Print all of the rows below again, character for character, with nothing added or left out.

__________

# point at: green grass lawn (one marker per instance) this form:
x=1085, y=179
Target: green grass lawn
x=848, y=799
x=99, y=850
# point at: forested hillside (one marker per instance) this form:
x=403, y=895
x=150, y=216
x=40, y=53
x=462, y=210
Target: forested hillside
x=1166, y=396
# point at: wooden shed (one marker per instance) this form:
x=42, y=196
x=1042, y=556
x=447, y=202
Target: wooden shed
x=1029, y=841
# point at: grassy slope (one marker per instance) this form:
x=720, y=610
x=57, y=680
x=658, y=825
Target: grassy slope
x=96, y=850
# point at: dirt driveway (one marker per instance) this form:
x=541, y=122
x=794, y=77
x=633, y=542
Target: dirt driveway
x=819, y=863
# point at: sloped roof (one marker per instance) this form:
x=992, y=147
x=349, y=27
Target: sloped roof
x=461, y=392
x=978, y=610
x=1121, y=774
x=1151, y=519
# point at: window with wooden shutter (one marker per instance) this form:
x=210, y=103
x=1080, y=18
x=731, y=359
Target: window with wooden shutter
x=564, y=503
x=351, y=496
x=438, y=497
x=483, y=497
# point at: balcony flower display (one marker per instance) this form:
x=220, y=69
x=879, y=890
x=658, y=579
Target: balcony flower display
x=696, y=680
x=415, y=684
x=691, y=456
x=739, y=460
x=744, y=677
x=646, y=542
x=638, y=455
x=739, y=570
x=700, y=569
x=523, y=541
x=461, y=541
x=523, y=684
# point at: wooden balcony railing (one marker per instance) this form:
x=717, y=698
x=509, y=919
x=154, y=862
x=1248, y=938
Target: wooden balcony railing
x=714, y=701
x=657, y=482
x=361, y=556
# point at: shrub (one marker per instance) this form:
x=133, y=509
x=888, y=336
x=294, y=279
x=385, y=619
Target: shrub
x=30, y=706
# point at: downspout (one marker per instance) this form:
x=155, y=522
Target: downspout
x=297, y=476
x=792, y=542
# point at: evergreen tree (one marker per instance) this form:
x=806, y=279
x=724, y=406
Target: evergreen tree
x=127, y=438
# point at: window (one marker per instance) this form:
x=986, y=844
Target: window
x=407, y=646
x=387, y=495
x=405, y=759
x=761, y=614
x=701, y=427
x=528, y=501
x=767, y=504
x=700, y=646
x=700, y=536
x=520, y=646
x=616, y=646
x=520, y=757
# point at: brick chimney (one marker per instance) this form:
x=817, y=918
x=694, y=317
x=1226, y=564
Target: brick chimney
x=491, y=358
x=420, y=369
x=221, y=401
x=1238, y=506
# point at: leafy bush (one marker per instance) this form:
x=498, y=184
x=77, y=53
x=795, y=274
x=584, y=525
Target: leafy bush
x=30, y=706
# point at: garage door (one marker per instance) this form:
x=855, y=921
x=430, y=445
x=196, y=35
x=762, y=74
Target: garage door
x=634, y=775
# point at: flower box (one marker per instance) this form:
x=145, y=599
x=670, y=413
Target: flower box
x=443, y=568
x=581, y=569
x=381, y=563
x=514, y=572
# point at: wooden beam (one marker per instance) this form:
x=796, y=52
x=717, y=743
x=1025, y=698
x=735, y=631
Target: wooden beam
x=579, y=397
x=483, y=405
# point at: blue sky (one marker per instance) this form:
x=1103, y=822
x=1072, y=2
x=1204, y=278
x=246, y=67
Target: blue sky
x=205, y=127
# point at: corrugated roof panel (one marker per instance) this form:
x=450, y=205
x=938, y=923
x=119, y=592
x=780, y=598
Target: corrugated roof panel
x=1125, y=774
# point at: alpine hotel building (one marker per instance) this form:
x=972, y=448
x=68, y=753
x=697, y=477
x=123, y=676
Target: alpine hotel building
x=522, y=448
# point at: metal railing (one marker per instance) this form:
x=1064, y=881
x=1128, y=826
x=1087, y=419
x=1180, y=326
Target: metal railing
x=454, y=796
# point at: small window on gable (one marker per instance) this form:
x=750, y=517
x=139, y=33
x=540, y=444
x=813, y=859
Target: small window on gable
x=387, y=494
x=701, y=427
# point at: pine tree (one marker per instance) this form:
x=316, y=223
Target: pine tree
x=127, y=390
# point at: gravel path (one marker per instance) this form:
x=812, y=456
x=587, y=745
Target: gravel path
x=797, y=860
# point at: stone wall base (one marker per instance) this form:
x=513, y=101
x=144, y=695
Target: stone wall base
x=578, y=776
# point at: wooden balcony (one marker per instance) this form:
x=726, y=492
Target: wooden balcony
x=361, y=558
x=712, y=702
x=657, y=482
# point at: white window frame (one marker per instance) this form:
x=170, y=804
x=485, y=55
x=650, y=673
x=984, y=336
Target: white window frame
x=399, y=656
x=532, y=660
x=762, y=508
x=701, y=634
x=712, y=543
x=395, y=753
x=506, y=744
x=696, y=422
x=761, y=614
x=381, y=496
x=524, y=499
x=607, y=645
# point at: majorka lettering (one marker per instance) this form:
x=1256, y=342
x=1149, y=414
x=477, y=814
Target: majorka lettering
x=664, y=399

__________

■ Exercise answer
# point at: green grass lawn (one marker per instance) this form:
x=1085, y=179
Target: green grass lawn
x=848, y=799
x=99, y=850
# point at: forested hillside (one marker per instance) this form:
x=403, y=895
x=150, y=216
x=40, y=53
x=462, y=210
Target: forested hillside
x=1166, y=396
# point at: wooden shed (one marker per instance) this form:
x=42, y=196
x=1042, y=556
x=447, y=202
Target: wooden shed
x=1029, y=841
# point at: grassy slope (one marker per instance) this form:
x=720, y=610
x=57, y=680
x=658, y=825
Target: grassy slope
x=96, y=850
# point at: dirt driveway (one marker per instance) this form:
x=541, y=122
x=794, y=77
x=633, y=542
Target: dirt driveway
x=819, y=863
# point at: sloped roof (one marker per instance) this form:
x=992, y=147
x=349, y=27
Target: sloped roof
x=461, y=392
x=978, y=610
x=1121, y=774
x=1151, y=519
# point at: window with wooden shutter (one marker per instance) this form:
x=210, y=103
x=1080, y=18
x=731, y=359
Target: window with wooden shutter
x=564, y=503
x=351, y=496
x=438, y=497
x=483, y=497
# point at: balcony flower display (one marker per instance) this form:
x=220, y=69
x=879, y=890
x=658, y=579
Target: balcony flower display
x=696, y=680
x=415, y=684
x=691, y=456
x=739, y=460
x=744, y=677
x=646, y=542
x=638, y=455
x=739, y=570
x=700, y=569
x=523, y=541
x=461, y=541
x=523, y=684
# point at: wooden balcony railing (one marker per instance) this form:
x=717, y=698
x=509, y=919
x=154, y=862
x=1248, y=938
Target: wooden balcony railing
x=714, y=701
x=657, y=482
x=361, y=556
# point at: shrub (one marker per instance) this form:
x=133, y=509
x=888, y=336
x=294, y=279
x=385, y=619
Target: shrub
x=30, y=706
# point at: downspout (one marker per instance) this form:
x=155, y=522
Target: downspout
x=297, y=476
x=792, y=542
# point at: evergreen tree (one marker per instance) this form:
x=806, y=279
x=724, y=406
Target: evergreen tree
x=127, y=438
# point at: window (one marker per instance) this form:
x=986, y=844
Target: window
x=407, y=646
x=387, y=495
x=405, y=759
x=761, y=614
x=701, y=427
x=528, y=501
x=767, y=504
x=700, y=646
x=700, y=536
x=520, y=646
x=616, y=646
x=520, y=757
# point at: brick chimney (one marker per instance) this form:
x=817, y=918
x=694, y=317
x=1226, y=564
Target: brick chimney
x=491, y=358
x=420, y=369
x=221, y=401
x=1238, y=506
# point at: leafy bush (one marker per instance) this form:
x=498, y=184
x=77, y=53
x=795, y=274
x=584, y=525
Target: leafy bush
x=30, y=706
# point at: garage door (one marker per instance) this form:
x=855, y=921
x=430, y=445
x=196, y=35
x=762, y=74
Target: garage door
x=634, y=775
# point at: flower box (one marker per instance) this form:
x=145, y=599
x=670, y=413
Target: flower box
x=443, y=568
x=581, y=569
x=381, y=563
x=514, y=572
# point at: wooden beam (one marker per instance) this form:
x=796, y=52
x=717, y=743
x=1025, y=698
x=735, y=631
Target: wooden beam
x=579, y=397
x=483, y=405
# point at: blue sky (one marker per instance) this form:
x=1103, y=822
x=1072, y=2
x=1204, y=278
x=246, y=67
Target: blue sky
x=205, y=127
# point at: corrugated roof panel (one marker per instance) this form:
x=450, y=205
x=938, y=923
x=119, y=592
x=780, y=598
Target: corrugated roof panel
x=1125, y=774
# point at: alpine hotel building (one marker per instance) this form:
x=972, y=448
x=68, y=753
x=697, y=477
x=123, y=676
Target: alpine hotel building
x=522, y=448
# point at: metal railing (one marker per instance) this form:
x=1064, y=881
x=1128, y=826
x=1087, y=419
x=1180, y=326
Target: metal railing
x=454, y=796
# point at: small window on gable (one marker per instance) this form:
x=750, y=517
x=139, y=33
x=540, y=444
x=813, y=859
Target: small window on gable
x=387, y=494
x=701, y=427
# point at: pine tree (one marker per instance) this form:
x=316, y=223
Target: pine tree
x=127, y=390
# point at: gravel path (one marker per instance) this form:
x=812, y=456
x=587, y=745
Target: gravel path
x=797, y=860
# point at: stone wall base (one marker per instance) this form:
x=513, y=101
x=144, y=695
Target: stone wall base
x=578, y=776
# point at: wooden balcony (one marker per instance) this form:
x=726, y=492
Target: wooden balcony
x=361, y=558
x=712, y=702
x=657, y=482
# point at: white window frame (one marker per instance) this form:
x=170, y=804
x=485, y=55
x=650, y=673
x=984, y=336
Target: white window frame
x=399, y=656
x=532, y=660
x=762, y=508
x=701, y=634
x=712, y=543
x=395, y=753
x=506, y=744
x=696, y=422
x=761, y=614
x=381, y=496
x=524, y=499
x=607, y=645
# point at: majorka lettering (one marker per instance) this form:
x=1256, y=342
x=1149, y=414
x=477, y=814
Target: majorka lettering
x=664, y=399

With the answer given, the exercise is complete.